TASK DIRECTIONS - Quote the entries below from the line with "Phrase: front wheel" through the line with "Phrase: grey metal", both ends included, and only those lines.

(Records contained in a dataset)
____

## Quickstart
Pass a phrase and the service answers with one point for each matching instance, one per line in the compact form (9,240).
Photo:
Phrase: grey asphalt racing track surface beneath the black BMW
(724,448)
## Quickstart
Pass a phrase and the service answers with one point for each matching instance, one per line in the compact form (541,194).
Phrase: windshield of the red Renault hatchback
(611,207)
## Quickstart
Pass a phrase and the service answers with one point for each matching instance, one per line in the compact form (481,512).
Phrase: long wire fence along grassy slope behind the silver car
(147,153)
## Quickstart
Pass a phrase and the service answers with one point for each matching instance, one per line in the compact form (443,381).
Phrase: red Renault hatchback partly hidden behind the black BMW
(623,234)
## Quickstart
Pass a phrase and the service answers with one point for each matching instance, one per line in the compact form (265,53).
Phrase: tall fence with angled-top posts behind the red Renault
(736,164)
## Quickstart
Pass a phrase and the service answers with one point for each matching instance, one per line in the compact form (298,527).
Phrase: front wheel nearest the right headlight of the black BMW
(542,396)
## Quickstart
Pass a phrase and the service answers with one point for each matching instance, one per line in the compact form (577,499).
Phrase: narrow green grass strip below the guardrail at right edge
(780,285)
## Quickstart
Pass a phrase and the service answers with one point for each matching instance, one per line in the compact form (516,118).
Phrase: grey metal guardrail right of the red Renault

____

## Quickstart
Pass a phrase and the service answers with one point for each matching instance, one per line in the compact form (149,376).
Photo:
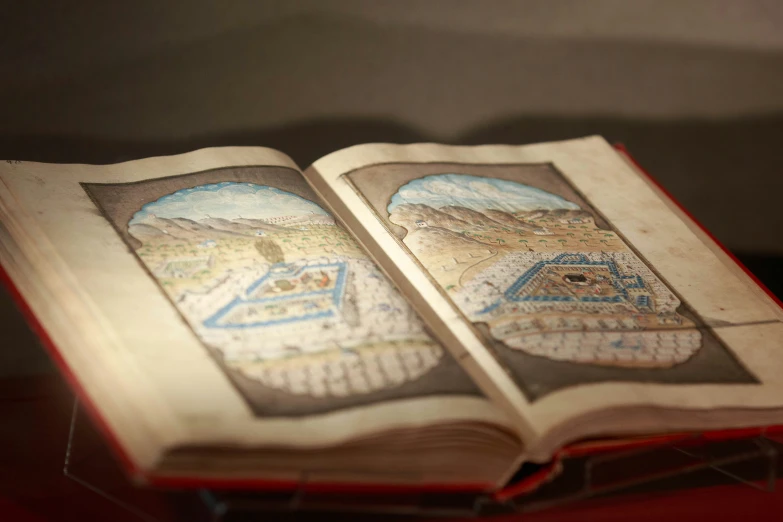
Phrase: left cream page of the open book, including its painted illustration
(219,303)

____

TASK SOLUTION -
Phrase: front wheel nearest the right headlight of the black BMW
(542,396)
## Quickstart
Pass a phrase and the service answers with one point for each matching instance, one per line in the compact form (577,499).
Phrase: narrow green grass strip below the guardrail at right edge
(780,285)
## Quickstart
Pass a phrase and the service answers with one point for each matching instance, one per line in the compact form (516,118).
Phrase: grey metal guardrail right of the red Renault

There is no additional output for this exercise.